SHORT PROBLEM 1: Which lines in the records below contain the word "face"? Report each of those lines in full. Case counts.

PROVIDED PASSAGE:
So you’re a first-time homebuyer, and you’re ready to make that big purchase — congratulations! Buying your first home is an exciting time that you should enjoy as much as you can. However, anxiety or confusion around money often clouds excitement. We want to help, so we’re highlighting a few tax credits that assist and support first-time homebuyers.
What Are Tax Credits
First, let’s determine what exactly tax credits are and how they can help you. Tax credits work as incentives and are specific amounts of money that individuals can subtract from taxes that they owe the government. They decrease the exact amount of tax one owes, which differs from deductions, which reduces taxable income. If you don’t owe too much on your taxes, then that tax credit becomes money that the government pays you.
If you’re buying your first home, there are a few tax credits and programs that you can use to reduce your overall costs. Unfortunately, the well-known tax credit enacted by President Obama in 2008 is no longer available (it closed in 2010). However, there are a few others you can pursue.

ENTRIES SUPPLIED:
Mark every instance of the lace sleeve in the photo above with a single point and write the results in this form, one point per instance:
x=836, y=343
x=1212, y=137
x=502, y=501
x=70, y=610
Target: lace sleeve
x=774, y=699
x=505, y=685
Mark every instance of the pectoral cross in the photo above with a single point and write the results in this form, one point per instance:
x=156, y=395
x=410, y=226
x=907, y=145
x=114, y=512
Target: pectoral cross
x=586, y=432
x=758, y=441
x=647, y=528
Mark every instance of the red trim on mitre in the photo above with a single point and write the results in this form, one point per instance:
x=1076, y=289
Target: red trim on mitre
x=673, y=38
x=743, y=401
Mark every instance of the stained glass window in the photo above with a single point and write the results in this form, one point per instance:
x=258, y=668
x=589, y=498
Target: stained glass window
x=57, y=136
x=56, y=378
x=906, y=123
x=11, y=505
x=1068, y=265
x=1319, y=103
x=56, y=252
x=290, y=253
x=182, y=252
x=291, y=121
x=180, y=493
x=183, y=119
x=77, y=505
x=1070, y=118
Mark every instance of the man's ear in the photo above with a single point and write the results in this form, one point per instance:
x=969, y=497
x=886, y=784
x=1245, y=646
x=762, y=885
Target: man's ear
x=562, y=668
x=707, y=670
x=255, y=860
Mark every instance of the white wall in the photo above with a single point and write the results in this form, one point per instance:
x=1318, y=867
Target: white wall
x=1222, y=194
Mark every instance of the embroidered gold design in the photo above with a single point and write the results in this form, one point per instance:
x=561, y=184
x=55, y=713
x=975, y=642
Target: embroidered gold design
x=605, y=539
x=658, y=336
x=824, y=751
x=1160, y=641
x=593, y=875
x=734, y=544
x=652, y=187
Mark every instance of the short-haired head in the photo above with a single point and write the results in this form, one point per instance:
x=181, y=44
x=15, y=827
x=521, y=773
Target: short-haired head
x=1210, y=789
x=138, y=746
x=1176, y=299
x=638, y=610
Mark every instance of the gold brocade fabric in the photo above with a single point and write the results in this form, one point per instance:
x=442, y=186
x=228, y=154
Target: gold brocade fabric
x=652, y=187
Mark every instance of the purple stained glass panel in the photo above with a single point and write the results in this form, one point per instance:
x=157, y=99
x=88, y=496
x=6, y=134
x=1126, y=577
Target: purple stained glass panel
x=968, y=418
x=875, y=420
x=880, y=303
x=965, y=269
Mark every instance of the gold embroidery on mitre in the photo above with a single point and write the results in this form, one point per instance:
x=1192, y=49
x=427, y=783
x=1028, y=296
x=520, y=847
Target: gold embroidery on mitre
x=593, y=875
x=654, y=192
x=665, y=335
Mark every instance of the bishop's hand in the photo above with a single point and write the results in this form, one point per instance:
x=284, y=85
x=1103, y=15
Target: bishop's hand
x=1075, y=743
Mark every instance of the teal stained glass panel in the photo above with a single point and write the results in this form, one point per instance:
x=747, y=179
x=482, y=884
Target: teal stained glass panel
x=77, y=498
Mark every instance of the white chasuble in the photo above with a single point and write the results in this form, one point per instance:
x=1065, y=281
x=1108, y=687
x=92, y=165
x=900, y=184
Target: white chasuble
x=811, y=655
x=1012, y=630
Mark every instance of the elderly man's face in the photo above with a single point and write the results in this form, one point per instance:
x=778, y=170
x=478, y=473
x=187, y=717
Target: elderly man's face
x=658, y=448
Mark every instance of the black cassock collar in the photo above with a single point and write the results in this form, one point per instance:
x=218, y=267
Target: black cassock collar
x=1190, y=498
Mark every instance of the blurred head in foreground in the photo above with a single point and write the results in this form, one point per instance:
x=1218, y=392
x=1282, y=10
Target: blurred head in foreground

SHORT PROBLEM 2: How does the text on tax credits for first-time homebuyers go on after its final sentence? Continue it from that point.

EXERCISE OUTPUT 1:
Mark every instance of the elderly man's face in the photo above with a single point and write the results in this form, one point per instance:
Target: elderly man's face

EXERCISE OUTPUT 2:
MCC Tax Credit
We’re going to start with the MCC Tax Credit because our firm specializes in it. The MCC Tax Credit varies from state-to-state, so to understand exactly how much money you can save will depend on where you live. However, the value of this credit can be as high as 50% of the mortgage interest that you pay each year, meaning that you can save up to $2,000 per year for your entire home loan. For a 30-year mortgage, that’s $60,000 worth of savings!
Keep in mind that the MCC Tax Credit, much like many state and federal incentives, enforce some requirements and limits. With this credit, restrictions vary depending on where you live and include caps on annual income and home prices.
Mortgage Interest Deduction
The mortgage interest deduction isn’t a tax credit, nor is it specific to first-time homebuyers. However, it’s a favored incentive that allows homeowners to subtract the interest they pay on any home loan from their taxable income. These loans could be used for purchasing, building, or improving any residence. And as a bonus, those that use the MCC Tax Credit can simultaneously claim up to $3,000 for the mortgage interest deduction!
Many states have individualized programs that offer incentives for those buying their first home. It takes a little digging, but almost every state offers some sort of assistance. Keep in mind that many of these programs focus on specific cities, counties, or regions. These programs range from tax credits, deductions, low-interest loans, and more.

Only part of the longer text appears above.